WHAT THE TASK ASKS:
Reproduce the data below verbatim, line by line and in the original order.

MATERIALS PROVIDED:
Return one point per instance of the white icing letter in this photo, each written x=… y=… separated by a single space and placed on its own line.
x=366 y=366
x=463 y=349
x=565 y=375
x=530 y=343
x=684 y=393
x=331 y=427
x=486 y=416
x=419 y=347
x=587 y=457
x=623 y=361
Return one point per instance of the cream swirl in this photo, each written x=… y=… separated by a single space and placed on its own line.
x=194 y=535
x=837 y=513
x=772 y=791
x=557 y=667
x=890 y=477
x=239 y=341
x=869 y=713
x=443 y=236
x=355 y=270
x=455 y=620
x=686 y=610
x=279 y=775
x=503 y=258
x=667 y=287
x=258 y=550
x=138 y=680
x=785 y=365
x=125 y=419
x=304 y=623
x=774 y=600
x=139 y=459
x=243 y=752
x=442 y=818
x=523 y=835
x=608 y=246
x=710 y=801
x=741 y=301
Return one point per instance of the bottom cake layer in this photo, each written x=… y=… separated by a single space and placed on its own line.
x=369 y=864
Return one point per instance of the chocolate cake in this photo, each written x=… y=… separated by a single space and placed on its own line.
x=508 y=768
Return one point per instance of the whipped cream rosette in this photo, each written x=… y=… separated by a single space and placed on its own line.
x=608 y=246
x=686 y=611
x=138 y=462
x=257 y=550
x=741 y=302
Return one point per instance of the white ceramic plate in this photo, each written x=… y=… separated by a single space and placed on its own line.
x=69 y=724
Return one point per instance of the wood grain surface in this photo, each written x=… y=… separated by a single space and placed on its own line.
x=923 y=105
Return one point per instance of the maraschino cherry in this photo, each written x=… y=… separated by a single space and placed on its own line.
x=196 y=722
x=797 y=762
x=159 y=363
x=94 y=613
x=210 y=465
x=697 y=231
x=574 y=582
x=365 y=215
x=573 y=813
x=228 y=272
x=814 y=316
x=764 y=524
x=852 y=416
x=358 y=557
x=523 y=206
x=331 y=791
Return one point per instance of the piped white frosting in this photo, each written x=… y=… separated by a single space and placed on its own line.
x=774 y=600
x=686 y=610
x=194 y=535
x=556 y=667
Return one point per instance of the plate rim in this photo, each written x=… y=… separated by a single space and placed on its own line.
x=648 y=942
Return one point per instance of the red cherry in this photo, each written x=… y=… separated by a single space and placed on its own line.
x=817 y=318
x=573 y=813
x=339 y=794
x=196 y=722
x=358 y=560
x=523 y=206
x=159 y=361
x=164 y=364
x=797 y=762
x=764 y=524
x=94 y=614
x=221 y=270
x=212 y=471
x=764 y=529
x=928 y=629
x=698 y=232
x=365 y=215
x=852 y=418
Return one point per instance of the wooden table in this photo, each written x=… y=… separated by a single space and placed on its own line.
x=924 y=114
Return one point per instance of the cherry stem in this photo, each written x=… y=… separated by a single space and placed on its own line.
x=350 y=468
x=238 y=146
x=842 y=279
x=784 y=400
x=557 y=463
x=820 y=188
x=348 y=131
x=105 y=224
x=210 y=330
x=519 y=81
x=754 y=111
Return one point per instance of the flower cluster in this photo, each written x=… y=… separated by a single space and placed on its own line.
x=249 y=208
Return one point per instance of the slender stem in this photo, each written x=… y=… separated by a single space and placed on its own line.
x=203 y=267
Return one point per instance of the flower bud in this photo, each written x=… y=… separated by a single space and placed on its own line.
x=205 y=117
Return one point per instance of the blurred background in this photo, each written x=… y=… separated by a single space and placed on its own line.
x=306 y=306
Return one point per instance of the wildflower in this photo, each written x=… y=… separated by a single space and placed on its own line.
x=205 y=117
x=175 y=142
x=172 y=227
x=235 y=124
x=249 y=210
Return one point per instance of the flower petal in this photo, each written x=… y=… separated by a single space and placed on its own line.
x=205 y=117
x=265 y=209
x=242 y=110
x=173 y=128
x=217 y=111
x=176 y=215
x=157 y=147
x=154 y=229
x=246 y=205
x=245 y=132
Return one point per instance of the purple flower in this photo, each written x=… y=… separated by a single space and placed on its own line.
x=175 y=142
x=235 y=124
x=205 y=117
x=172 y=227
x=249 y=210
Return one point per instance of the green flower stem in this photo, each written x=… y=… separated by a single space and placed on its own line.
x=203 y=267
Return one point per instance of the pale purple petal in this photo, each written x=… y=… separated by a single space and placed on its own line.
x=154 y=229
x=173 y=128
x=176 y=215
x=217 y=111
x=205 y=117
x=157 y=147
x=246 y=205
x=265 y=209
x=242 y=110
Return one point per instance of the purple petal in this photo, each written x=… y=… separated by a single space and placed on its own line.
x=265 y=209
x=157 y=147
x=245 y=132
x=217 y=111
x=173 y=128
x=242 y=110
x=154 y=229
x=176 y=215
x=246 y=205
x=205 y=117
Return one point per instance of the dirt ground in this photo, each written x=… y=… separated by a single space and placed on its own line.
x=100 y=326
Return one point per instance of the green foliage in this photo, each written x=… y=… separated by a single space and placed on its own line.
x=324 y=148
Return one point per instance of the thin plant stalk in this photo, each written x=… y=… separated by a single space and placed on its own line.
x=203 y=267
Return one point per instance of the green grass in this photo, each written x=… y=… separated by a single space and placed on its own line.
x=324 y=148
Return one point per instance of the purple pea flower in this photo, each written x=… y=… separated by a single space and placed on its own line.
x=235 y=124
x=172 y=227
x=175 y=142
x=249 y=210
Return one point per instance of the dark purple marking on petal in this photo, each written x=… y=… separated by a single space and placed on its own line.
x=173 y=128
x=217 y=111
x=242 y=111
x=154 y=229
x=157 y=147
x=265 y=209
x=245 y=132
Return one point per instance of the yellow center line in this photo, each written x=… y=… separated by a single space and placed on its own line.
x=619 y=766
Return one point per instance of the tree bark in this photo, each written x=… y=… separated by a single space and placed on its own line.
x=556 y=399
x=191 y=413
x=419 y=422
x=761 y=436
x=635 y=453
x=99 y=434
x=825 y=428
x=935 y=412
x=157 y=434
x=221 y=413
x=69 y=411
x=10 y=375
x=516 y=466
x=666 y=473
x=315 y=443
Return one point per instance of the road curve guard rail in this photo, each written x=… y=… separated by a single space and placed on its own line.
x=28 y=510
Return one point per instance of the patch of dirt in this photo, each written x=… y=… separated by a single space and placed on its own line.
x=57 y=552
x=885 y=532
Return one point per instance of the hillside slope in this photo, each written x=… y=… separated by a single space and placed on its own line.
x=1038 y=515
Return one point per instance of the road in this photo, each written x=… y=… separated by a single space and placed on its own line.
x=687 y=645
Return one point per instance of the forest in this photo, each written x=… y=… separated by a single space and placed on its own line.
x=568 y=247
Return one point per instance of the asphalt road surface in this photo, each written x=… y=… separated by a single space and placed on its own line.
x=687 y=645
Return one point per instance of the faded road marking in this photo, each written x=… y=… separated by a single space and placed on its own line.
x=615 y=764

SOLUTION:
Return one point per instance of the white icing letter in this photo, each written x=… y=… separated by a single space and placed on its own line.
x=366 y=366
x=463 y=349
x=565 y=375
x=530 y=343
x=684 y=393
x=331 y=427
x=486 y=416
x=419 y=347
x=587 y=457
x=623 y=361
Return one point per instance of the cream swirl in this photo, each written x=… y=… separated by a single space and placed on its own line.
x=194 y=535
x=837 y=513
x=772 y=791
x=557 y=667
x=890 y=477
x=239 y=341
x=869 y=713
x=443 y=236
x=355 y=270
x=455 y=620
x=686 y=610
x=279 y=775
x=503 y=258
x=667 y=287
x=258 y=550
x=138 y=680
x=785 y=365
x=125 y=419
x=304 y=623
x=774 y=600
x=139 y=459
x=243 y=752
x=442 y=818
x=523 y=835
x=608 y=246
x=710 y=801
x=741 y=301
Return one point per instance of the bottom cake layer in this photo, each written x=… y=… separated by a single space and placed on its own line.
x=369 y=864
Return one point per instance of the chocolate cake in this photo, each written x=… y=… separated by a single space and placed on its own line.
x=508 y=768
Return one point per instance of the whipped cream rosette in this photo, each written x=… y=… separated by a single space and placed on its own line.
x=608 y=246
x=686 y=611
x=138 y=462
x=257 y=550
x=741 y=302
Return one point per instance of the white ceramic plate in this photo, each written x=… y=… separated by a single space and placed on its own line.
x=69 y=724
Return one point per instance of the wood grain surface in this photo, each written x=… y=… separated by a single space and placed on its own line.
x=923 y=105
Return one point per instance of the maraschino cherry in this photo, each written x=… y=… separated by a single space and placed on its own line.
x=196 y=722
x=797 y=762
x=159 y=363
x=94 y=613
x=210 y=465
x=697 y=231
x=574 y=582
x=365 y=215
x=573 y=813
x=228 y=272
x=814 y=316
x=764 y=524
x=852 y=416
x=358 y=557
x=523 y=206
x=331 y=791
Return one point per instance of the piped white frosting in this photo, each written x=… y=… separated by a single space and placed on its own line.
x=774 y=600
x=686 y=610
x=194 y=535
x=556 y=667
Return one point per instance of the plate rim in this photo, each written x=… y=… separated by a single space and placed on its own line.
x=648 y=942
Return one point per instance of the red cherry in this photo, each written x=… y=… separated by a single space and placed on its own line.
x=817 y=318
x=573 y=813
x=339 y=794
x=196 y=722
x=358 y=560
x=523 y=206
x=159 y=361
x=164 y=364
x=797 y=762
x=764 y=524
x=94 y=614
x=221 y=270
x=212 y=471
x=764 y=529
x=928 y=629
x=698 y=232
x=365 y=215
x=852 y=418
Return one point per instance of the wooden table in this photo, each written x=… y=… separated by a single space and placed on its own line.
x=924 y=114
Return one point per instance of the cherry stem in this photo, each written x=… y=… separated by a single space and placed on its own line.
x=350 y=468
x=238 y=146
x=842 y=279
x=784 y=400
x=557 y=463
x=820 y=188
x=348 y=131
x=105 y=224
x=210 y=330
x=519 y=81
x=754 y=111
Return one point per instance of the flower cluster in this photo, each written x=… y=… separated by a single space and placed on its own line.
x=249 y=208
Return one point per instance of the slender stem in this photo, each written x=… y=… separated by a single space and placed on its own line.
x=203 y=267
Return one point per instance of the flower bud in this photo, each written x=… y=… separated by a single space and placed on its own line.
x=205 y=117
Return one point per instance of the blurred background in this photo, each written x=… y=… separated by a single space and placed on its own line.
x=306 y=306
Return one point per instance of the wildflower in this photo, each written x=… y=… separated by a single space and placed on its own line.
x=205 y=117
x=175 y=142
x=172 y=227
x=235 y=124
x=249 y=210
Return one point per instance of the flower petal in this photo, each written x=… y=… separated by a single space and placed on its own line.
x=205 y=117
x=265 y=209
x=242 y=110
x=173 y=128
x=217 y=111
x=176 y=215
x=157 y=147
x=154 y=229
x=246 y=205
x=245 y=132
Return one point per instance of the purple flower in this photo, each written x=… y=… separated by a single space and placed on its own line.
x=175 y=142
x=235 y=124
x=205 y=117
x=172 y=227
x=249 y=210
Return one point per instance of the green flower stem in this photo, each written x=… y=… separated by a single space and placed on its own line.
x=203 y=267
Return one point per instance of the pale purple petal in this photo, each written x=… y=… separated by a single space and placed on its own line.
x=154 y=229
x=173 y=128
x=176 y=215
x=217 y=111
x=205 y=117
x=157 y=147
x=246 y=205
x=265 y=209
x=242 y=110
Return one point per instance of the purple petal in this photo, each written x=… y=… separated by a single space and placed on its own line.
x=265 y=209
x=157 y=147
x=245 y=132
x=217 y=111
x=173 y=128
x=242 y=110
x=154 y=229
x=176 y=215
x=246 y=205
x=205 y=117
Return one point per instance of the dirt ground in this photo, each written x=… y=… separated by a single space and placed on its own line.
x=100 y=326
Return one point per instance of the green foliage in this photo, each written x=… y=… separated by a single space and placed on its own line.
x=324 y=148
Return one point per instance of the thin plant stalk in this photo, each written x=… y=… separated by a single space and placed on its own line.
x=203 y=267
Return one point per instance of the green grass in this photo, each written x=… y=… separated by a single space and placed on its own line.
x=324 y=148
Return one point per instance of the purple pea flower in this photo, each written x=… y=… separated by a single space and placed on its own line.
x=235 y=124
x=172 y=227
x=175 y=142
x=249 y=210
Return one point per instance of the dark purple marking on petal in this photo, each written x=… y=… separated by a single space and placed on its own line.
x=173 y=128
x=217 y=111
x=242 y=111
x=154 y=229
x=157 y=147
x=265 y=209
x=245 y=132
Return one point per instance of the yellow center line in this photo, each written x=… y=… separated by a single space and placed on its own line.
x=619 y=766
Return one point per instance of the tree bark in this photo, each written x=… y=… separated by a single space and placed on its own line.
x=556 y=399
x=191 y=413
x=419 y=422
x=761 y=436
x=635 y=453
x=99 y=434
x=825 y=428
x=935 y=412
x=157 y=434
x=221 y=413
x=69 y=411
x=10 y=375
x=516 y=466
x=666 y=473
x=315 y=443
Return one point per instance of the road curve guard rail in this photo, each written x=… y=… separated by a single space and placed on its own line.
x=28 y=510
Return one point per instance of the patch of dirt in this photo, each written x=… y=… separated by a single space and placed on its own line.
x=57 y=552
x=885 y=532
Return one point per instance of the hillside slope in this photo, each written x=… y=… separated by a single space and placed on its own line.
x=1038 y=515
Return one point per instance of the road in this photo, each written x=… y=… separated by a single space and placed on its own line.
x=687 y=645
Return one point per instance of the forest in this photo, each written x=… y=… separated by a single space and placed on its own line.
x=568 y=247
Return one point per instance of the asphalt road surface in this photo, each written x=… y=… separated by a single space and placed on its own line.
x=687 y=645
Return one point per instance of the faded road marking in this photo, each written x=… y=… separated by a single space and placed on its own line.
x=615 y=764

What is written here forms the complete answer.